Directive a
Please print the records from the line holding "Could you check if any green coral" through the line holding "[138,131,192,187]", both included, reproducing those lines verbatim and nothing else.

CPC H04L 63/1433 (2013.01) [G06F 18/213 (2023.01); G06F 18/217 (2023.01); G06F 18/22 (2023.01); G06F 21/128 (2013.01); G06F 21/577 (2013.01); G06F 40/295 (2020.01); G06N 20/00 (2019.01)] | 11 Claims |
1. A method for improved cybersecurity named entity recognition comprising:
conducting a machine learning process, by a processor, including:
accessing a training dataset, by a processor, the training dataset including a list of predetermined keyword-category pairs, each of the list of predetermined keyword-category pairs matching a keyword related to a cyber security entity to a corresponding category of a list of categories associated with cybersecurity risks,
conducting a search of incident reports by the processor, to return a sentence list that includes one or more sentences containing a keyword of the training dataset,
applying, by the processor, a sentence categorization process to assign a category of the predetermined list of categories associated with cybersecurity to an ambiguous keyword from the one or more sentences based on semantic similarity and context of the ambiguous keyword within a given sentence, including:
assigning a similarity score to each keyword of a list of keywords from a sentence including the ambiguous keyword based on semantic similarity and context of the keyword within the sentence for an untested category,
assigning a similarity score to each keyword of the list of keywords based on the semantic similarity and context of the keyword within the sentence for the untested category,
comparing a total similarity score of the sentence for the untested category to a highest total similarity score of the sentence corresponding to a most similar category,
assigning the category having a higher total similarity score between the untested category and the most similar category as a new most similar category, and
pairing the ambiguous keyword to the new most similar category,
wherein the ambiguous keyword has multiple meanings such that prior to application of the sentence categorization process the ambiguous keyword corresponds to more than one category of the list of categories, and
supplementing the training dataset with the ambiguous keyword paired to the category assigned under the sentence categorization process; and
training a named entity recognition model using the training dataset, such that the named entity recognition model as trained is executable by the processor to categorize keyword types and resolve ambiguous keyword recognition.
|

Record excerpts

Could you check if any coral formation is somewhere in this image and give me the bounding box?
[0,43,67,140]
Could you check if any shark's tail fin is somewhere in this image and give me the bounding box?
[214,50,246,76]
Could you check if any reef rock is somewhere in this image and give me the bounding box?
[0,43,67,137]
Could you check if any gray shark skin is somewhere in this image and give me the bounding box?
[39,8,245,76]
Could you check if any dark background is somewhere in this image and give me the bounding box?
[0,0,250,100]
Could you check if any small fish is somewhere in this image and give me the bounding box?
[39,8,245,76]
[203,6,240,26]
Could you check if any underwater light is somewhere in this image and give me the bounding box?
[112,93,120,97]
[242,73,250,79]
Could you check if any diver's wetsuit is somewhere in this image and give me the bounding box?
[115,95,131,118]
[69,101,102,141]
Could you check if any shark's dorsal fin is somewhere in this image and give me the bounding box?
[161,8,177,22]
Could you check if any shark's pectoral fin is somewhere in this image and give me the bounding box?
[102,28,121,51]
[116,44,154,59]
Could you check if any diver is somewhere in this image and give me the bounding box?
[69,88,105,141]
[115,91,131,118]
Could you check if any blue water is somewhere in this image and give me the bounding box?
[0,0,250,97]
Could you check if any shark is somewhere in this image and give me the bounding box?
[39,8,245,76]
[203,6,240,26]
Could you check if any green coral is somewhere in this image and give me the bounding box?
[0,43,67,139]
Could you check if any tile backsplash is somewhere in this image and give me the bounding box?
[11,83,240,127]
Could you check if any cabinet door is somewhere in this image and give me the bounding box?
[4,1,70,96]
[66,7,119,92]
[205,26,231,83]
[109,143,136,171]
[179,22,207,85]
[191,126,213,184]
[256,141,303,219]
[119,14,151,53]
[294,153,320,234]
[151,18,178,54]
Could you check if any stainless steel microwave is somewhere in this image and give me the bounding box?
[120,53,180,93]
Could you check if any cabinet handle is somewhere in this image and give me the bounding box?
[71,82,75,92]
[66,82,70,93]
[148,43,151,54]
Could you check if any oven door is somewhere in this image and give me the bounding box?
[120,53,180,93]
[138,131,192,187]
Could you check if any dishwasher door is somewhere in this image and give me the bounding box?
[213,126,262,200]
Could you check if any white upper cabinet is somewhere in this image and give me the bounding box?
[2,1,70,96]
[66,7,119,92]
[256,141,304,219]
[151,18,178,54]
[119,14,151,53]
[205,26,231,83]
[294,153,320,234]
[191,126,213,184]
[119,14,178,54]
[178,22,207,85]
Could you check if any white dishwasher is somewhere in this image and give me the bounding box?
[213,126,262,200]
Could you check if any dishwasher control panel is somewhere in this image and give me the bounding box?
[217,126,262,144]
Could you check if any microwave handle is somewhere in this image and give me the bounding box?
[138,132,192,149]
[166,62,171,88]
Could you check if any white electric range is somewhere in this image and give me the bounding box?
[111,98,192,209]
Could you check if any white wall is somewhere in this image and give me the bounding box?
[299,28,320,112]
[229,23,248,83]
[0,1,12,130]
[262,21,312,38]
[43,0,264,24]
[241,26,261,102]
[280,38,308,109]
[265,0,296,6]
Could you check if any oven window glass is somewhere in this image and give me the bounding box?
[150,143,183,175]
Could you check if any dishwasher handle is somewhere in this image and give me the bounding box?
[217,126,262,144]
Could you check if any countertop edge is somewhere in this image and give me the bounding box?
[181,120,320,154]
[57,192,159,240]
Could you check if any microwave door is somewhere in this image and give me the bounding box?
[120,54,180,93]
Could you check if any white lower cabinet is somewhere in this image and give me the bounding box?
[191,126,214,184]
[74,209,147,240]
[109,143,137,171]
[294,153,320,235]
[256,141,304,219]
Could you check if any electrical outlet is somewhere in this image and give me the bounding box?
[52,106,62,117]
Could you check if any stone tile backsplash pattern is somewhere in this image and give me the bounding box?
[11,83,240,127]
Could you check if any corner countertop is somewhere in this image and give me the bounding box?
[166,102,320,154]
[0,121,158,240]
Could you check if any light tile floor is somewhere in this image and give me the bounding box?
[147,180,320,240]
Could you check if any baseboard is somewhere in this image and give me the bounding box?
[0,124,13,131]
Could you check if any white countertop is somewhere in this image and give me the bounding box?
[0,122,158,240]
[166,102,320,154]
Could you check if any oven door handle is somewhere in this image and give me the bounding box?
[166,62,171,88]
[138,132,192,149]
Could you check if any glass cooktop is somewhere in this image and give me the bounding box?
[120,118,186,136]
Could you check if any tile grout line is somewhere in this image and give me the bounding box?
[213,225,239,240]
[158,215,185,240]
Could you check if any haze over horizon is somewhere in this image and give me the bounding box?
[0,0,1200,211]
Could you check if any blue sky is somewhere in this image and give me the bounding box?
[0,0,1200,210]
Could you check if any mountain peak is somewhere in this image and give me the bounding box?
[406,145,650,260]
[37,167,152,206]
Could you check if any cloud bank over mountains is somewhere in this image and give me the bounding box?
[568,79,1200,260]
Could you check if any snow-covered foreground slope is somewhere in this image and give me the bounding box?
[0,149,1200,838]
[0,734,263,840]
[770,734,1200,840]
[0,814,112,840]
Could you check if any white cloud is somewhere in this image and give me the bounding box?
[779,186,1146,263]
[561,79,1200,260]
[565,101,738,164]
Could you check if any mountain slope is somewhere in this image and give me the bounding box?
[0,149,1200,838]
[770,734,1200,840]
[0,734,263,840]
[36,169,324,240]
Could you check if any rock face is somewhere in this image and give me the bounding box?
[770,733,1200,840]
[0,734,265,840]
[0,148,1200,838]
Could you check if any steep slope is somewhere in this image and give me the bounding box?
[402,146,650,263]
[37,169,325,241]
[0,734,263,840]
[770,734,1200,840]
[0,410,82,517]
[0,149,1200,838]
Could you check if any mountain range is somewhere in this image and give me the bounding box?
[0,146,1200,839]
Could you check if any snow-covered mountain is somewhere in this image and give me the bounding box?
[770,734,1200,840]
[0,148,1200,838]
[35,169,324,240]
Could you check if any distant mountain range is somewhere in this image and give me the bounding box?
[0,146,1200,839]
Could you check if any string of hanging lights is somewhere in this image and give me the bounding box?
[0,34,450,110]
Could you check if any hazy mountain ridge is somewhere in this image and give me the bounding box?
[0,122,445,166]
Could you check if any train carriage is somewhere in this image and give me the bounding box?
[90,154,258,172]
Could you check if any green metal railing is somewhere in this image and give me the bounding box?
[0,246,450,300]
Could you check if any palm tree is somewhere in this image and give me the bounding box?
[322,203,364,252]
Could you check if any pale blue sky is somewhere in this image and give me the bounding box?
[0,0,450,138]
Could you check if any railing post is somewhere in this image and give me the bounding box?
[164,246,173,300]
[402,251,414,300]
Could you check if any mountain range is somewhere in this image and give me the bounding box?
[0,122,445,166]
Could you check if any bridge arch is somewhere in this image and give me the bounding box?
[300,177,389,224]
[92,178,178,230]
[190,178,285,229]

Directive b
Using the cybersecurity patent claim, answer these:
(i) What does the processor search to return a sentence list?
(ii) What kind of model is trained using the training dataset?
(iii) How many claims does the header line list?

Correct response a
Could you check if any green coral is somewhere in this image and give me the bounding box?
[0,43,67,139]
Could you check if any tile backsplash is somewhere in this image and give me the bounding box?
[11,83,240,127]
Could you check if any cabinet door is somewhere in this image and give me the bounding box?
[4,1,70,96]
[66,7,119,92]
[205,26,231,83]
[109,143,136,171]
[179,22,207,85]
[191,126,213,184]
[256,141,303,219]
[119,14,151,53]
[294,153,320,234]
[151,18,178,54]
Could you check if any stainless steel microwave is somewhere in this image and give me the bounding box?
[120,53,180,93]
Could you check if any cabinet handle is somewhere in this image and give me the bounding box?
[71,82,75,92]
[66,82,70,93]
[148,43,151,54]
Could you check if any oven door is somewhere in this image and give me the bounding box?
[120,53,180,93]
[138,131,192,187]

Correct response b
(i) Incident reports
(ii) A named entity recognition model
(iii) 11